---------- AVAILABLE RECORDS

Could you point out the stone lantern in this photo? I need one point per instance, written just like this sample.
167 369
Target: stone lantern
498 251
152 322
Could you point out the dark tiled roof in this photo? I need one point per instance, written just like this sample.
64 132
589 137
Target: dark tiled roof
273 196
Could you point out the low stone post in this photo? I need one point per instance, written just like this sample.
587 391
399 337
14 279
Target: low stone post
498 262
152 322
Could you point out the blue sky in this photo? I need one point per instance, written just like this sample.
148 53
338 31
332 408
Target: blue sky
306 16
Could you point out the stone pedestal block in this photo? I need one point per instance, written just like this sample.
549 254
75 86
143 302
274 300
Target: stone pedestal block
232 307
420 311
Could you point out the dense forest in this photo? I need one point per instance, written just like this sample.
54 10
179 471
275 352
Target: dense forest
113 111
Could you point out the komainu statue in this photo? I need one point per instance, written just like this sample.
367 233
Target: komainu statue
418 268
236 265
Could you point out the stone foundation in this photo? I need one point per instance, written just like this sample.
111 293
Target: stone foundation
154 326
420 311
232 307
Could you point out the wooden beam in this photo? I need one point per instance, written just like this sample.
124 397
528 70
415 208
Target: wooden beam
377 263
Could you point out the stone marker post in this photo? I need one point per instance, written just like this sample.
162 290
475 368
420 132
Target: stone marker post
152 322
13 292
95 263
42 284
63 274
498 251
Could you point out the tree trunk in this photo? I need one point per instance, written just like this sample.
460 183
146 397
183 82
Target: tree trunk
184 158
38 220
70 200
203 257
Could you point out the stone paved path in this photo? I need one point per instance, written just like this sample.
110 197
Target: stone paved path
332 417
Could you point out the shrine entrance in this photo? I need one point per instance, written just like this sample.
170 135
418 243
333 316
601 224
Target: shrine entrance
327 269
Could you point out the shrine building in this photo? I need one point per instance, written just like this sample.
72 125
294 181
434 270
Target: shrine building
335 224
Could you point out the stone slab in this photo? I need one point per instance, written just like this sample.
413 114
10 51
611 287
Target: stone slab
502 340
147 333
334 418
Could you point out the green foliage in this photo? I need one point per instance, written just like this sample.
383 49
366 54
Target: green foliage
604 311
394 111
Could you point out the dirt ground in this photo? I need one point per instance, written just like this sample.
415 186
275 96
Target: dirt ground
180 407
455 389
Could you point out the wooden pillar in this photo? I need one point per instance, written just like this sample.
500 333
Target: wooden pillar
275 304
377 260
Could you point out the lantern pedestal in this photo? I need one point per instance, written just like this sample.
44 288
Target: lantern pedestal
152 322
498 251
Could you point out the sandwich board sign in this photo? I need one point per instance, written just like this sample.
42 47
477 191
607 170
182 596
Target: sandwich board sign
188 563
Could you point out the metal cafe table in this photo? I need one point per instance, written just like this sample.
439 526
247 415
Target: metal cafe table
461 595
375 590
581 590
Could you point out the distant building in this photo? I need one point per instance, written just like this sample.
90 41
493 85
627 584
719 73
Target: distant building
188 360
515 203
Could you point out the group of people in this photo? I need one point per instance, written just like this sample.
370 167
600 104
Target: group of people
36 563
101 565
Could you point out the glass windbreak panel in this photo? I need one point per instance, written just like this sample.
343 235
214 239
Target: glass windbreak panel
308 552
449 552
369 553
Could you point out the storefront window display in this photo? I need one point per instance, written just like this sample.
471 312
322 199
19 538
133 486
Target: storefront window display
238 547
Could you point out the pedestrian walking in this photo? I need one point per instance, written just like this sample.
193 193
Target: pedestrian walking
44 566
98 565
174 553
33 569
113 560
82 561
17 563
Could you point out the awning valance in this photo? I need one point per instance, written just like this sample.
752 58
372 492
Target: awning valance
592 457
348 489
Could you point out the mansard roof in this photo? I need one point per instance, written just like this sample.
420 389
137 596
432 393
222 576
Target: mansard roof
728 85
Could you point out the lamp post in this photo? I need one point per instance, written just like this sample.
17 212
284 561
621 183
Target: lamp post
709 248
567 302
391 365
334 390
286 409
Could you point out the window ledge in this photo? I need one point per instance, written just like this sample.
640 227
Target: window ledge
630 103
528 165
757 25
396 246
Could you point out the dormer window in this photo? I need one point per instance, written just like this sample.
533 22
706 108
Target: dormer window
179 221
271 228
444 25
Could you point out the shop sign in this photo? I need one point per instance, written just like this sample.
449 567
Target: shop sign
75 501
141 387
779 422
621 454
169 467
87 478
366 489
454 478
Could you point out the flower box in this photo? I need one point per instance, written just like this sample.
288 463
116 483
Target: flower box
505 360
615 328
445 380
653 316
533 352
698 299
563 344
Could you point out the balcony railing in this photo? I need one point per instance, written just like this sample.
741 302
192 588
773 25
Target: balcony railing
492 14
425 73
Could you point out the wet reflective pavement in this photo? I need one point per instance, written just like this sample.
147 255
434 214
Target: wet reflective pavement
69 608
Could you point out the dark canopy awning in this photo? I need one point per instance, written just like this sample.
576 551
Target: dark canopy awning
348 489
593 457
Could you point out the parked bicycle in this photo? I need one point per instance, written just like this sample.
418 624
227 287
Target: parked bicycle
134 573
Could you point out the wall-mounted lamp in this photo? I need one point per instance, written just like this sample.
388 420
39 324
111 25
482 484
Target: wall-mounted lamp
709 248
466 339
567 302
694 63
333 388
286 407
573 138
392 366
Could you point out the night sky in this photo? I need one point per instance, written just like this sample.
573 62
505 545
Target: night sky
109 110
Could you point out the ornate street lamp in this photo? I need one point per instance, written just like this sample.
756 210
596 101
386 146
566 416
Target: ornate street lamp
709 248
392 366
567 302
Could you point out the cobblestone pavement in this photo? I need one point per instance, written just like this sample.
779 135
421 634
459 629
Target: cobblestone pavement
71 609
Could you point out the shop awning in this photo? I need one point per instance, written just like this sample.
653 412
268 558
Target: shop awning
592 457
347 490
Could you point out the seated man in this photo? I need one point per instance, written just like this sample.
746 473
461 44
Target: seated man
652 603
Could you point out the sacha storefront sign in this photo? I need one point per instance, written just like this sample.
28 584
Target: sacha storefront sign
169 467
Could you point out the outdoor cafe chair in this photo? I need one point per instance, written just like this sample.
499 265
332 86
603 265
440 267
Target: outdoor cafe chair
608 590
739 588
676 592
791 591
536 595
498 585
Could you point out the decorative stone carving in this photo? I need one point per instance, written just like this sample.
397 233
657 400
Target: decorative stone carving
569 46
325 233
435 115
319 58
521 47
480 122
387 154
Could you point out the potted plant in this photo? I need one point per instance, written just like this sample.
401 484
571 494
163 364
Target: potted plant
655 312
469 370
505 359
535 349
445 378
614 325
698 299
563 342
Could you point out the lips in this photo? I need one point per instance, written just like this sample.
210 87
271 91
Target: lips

--------------------
---------- AVAILABLE RECORDS

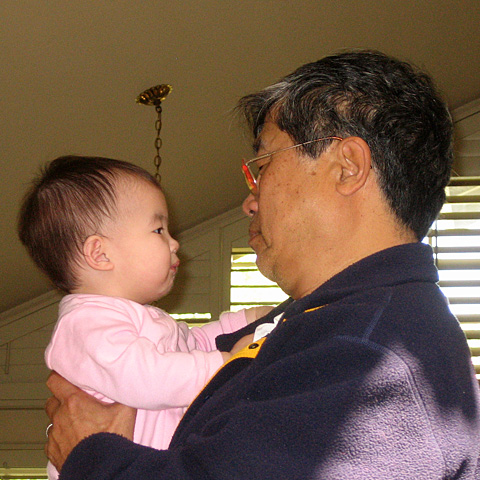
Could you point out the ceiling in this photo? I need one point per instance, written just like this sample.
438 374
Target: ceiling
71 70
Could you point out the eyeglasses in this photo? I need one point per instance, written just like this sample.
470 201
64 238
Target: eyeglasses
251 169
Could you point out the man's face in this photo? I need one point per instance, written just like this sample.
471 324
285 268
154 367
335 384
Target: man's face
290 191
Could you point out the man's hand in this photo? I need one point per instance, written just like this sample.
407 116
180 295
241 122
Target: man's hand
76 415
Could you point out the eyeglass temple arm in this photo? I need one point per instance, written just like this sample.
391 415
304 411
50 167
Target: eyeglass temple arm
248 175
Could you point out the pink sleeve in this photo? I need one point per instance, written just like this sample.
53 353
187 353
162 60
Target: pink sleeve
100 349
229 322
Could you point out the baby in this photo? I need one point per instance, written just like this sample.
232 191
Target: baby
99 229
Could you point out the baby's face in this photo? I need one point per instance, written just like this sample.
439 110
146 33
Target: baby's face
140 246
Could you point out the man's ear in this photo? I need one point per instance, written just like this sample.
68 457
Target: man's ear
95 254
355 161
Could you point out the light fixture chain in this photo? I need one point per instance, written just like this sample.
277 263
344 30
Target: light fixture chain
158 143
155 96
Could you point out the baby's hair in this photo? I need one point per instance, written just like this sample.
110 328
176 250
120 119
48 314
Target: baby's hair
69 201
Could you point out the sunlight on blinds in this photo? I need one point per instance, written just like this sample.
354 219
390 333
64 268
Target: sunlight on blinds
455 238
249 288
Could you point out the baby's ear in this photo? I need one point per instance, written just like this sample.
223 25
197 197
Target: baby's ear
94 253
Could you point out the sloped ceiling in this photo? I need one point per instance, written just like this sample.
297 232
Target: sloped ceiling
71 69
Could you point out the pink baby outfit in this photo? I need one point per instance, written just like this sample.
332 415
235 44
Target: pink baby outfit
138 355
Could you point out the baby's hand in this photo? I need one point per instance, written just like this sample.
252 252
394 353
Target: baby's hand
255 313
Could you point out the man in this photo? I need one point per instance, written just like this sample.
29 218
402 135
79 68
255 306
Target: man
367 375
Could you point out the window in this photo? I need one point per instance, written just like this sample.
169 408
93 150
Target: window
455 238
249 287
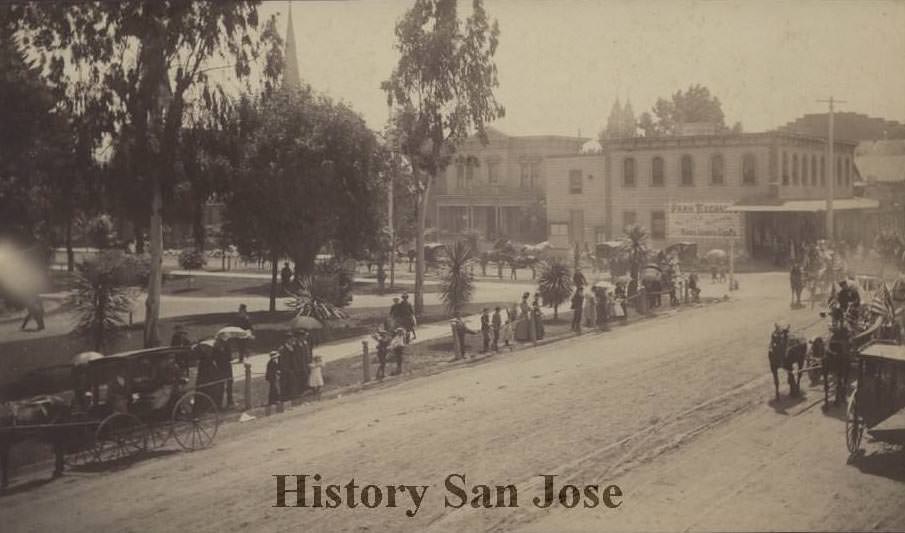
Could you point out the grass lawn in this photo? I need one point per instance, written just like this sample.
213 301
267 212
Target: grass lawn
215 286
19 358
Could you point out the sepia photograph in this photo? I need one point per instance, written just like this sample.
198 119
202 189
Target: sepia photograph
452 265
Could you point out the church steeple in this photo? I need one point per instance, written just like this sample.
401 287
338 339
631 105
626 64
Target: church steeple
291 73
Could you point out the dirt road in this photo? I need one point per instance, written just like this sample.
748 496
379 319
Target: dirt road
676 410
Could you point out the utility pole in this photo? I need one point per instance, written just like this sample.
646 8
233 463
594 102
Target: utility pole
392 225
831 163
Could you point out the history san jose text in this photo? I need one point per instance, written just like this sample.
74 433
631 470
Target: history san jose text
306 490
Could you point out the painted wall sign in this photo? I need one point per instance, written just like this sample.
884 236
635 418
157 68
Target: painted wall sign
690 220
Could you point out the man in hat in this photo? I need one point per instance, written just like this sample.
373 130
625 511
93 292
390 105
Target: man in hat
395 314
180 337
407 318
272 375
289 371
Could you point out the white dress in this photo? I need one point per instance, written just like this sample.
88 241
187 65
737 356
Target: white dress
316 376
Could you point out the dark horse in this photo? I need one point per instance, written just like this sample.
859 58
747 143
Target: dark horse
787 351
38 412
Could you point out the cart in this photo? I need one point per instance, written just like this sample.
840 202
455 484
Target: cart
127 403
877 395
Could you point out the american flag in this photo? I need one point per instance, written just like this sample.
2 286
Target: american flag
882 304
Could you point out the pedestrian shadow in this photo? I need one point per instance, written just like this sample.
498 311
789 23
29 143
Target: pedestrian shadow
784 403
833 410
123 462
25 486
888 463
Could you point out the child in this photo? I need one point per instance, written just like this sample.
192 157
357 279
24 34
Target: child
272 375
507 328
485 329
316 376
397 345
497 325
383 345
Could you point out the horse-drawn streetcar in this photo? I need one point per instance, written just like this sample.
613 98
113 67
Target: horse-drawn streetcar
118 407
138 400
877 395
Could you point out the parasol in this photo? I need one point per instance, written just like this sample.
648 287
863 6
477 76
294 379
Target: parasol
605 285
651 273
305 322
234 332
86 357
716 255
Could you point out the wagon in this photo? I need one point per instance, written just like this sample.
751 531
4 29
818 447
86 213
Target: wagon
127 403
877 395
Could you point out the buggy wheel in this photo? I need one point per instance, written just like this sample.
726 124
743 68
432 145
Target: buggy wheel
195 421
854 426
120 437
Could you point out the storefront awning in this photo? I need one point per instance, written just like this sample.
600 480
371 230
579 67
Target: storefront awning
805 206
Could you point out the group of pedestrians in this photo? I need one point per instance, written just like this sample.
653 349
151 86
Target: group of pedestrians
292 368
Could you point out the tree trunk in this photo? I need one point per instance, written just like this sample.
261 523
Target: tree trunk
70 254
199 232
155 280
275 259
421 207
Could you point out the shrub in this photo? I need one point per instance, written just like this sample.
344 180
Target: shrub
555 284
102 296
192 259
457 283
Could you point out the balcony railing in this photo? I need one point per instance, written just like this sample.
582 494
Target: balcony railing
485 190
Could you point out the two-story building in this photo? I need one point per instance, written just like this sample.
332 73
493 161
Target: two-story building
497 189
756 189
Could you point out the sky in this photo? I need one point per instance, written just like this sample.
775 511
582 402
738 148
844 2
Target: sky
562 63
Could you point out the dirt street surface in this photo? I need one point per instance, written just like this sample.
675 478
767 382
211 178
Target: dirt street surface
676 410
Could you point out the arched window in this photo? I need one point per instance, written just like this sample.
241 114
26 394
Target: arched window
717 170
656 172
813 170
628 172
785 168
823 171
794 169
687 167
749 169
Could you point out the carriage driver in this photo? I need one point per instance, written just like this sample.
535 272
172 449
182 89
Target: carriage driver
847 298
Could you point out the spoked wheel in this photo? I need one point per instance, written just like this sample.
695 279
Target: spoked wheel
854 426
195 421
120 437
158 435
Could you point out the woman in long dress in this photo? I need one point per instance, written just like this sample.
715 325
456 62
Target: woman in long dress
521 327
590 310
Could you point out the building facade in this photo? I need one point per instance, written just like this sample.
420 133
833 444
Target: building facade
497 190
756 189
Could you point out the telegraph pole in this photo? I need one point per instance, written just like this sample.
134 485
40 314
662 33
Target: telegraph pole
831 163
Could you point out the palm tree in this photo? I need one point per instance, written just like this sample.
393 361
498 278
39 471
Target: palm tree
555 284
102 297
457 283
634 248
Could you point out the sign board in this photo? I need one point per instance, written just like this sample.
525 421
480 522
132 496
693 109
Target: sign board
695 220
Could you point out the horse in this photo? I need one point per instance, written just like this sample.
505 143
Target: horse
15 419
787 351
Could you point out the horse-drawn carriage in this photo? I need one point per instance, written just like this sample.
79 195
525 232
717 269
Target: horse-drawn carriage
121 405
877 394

--------------------
---------- AVAILABLE RECORDS

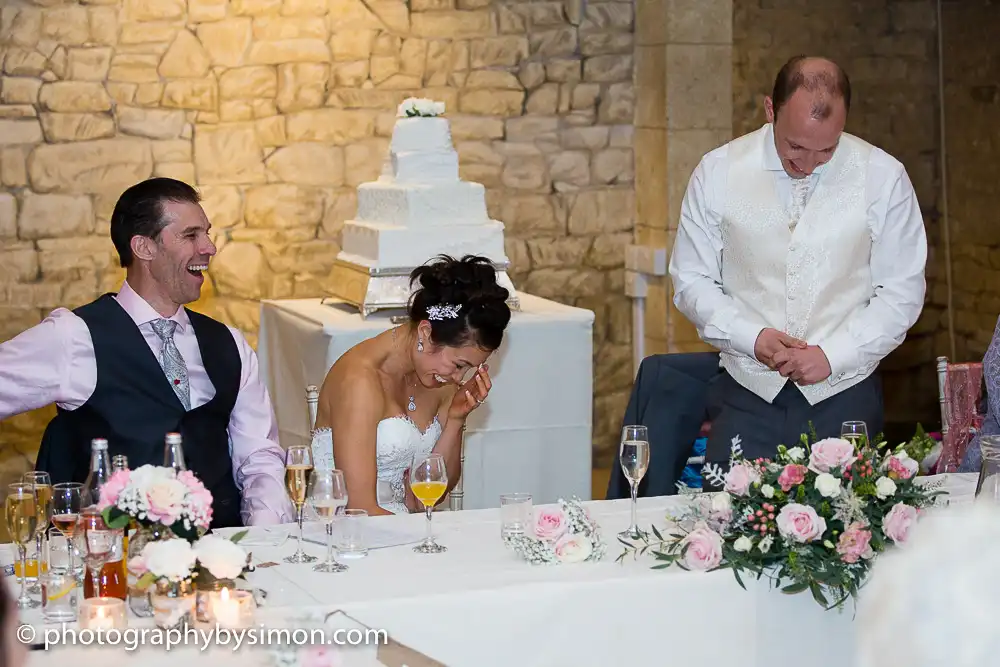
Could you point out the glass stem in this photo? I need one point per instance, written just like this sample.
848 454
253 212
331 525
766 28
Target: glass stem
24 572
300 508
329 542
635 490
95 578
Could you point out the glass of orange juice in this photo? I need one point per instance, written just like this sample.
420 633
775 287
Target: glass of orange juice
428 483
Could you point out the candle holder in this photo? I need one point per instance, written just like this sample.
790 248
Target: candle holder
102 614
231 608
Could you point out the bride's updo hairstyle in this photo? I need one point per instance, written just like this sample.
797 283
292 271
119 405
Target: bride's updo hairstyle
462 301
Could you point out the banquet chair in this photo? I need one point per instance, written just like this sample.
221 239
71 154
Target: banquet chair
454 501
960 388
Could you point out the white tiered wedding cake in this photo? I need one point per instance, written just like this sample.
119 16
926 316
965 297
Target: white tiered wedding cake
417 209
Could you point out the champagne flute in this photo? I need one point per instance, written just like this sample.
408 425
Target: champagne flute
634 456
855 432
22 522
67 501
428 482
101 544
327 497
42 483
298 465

--------------------

REQUEST: Can you pull out every line of the records that contains the word "komainu", matching its case exactly?

COMPLETE RESPONSE:
Could you point out the komainu statue in this photo? I need one point per instance, written just like this sample.
Target: komainu statue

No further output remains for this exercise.